State how many lines of the material below contain the string "marble", treating uppercase and lowercase letters as different. Give only the number.

-- The data start --

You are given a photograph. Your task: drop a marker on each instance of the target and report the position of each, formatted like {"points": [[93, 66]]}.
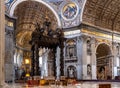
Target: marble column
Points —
{"points": [[58, 63], [83, 55], [32, 61], [93, 59], [79, 55], [37, 60], [2, 41]]}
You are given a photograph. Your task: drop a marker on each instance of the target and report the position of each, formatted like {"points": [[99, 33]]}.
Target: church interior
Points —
{"points": [[72, 43]]}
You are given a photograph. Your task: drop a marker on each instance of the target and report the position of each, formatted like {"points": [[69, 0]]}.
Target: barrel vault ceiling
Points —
{"points": [[101, 13]]}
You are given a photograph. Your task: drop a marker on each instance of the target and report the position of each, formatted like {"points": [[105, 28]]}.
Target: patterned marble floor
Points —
{"points": [[80, 85]]}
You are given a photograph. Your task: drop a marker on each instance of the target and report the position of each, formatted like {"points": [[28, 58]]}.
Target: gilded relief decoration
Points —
{"points": [[69, 11]]}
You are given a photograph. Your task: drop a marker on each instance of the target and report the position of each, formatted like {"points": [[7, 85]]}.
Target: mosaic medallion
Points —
{"points": [[69, 11]]}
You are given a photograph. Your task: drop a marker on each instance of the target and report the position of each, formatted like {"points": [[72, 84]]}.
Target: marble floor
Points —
{"points": [[79, 85]]}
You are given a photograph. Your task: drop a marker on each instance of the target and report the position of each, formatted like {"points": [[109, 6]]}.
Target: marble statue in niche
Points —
{"points": [[88, 47], [71, 49], [71, 70], [88, 69], [101, 73]]}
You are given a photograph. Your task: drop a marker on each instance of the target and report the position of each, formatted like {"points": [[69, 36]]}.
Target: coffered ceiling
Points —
{"points": [[28, 14], [103, 13]]}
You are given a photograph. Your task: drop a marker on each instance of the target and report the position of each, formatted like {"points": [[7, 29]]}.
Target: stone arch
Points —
{"points": [[15, 4], [103, 61]]}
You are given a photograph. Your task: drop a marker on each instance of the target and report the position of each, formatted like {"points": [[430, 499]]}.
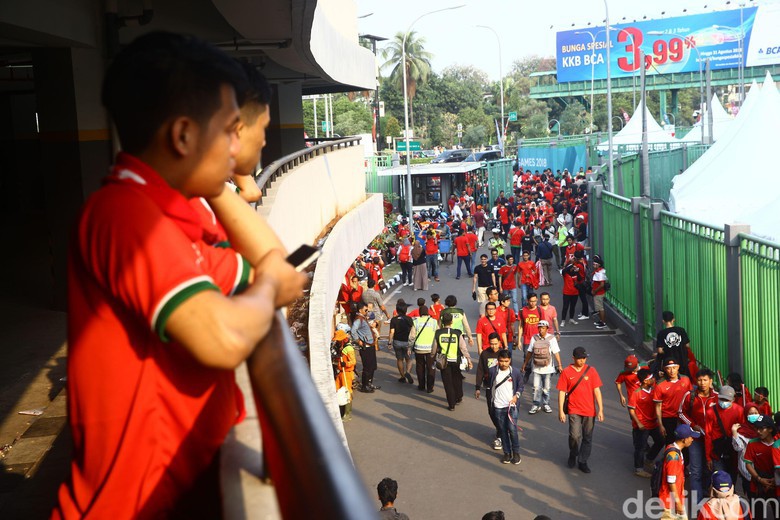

-- The data end --

*Expected answer*: 4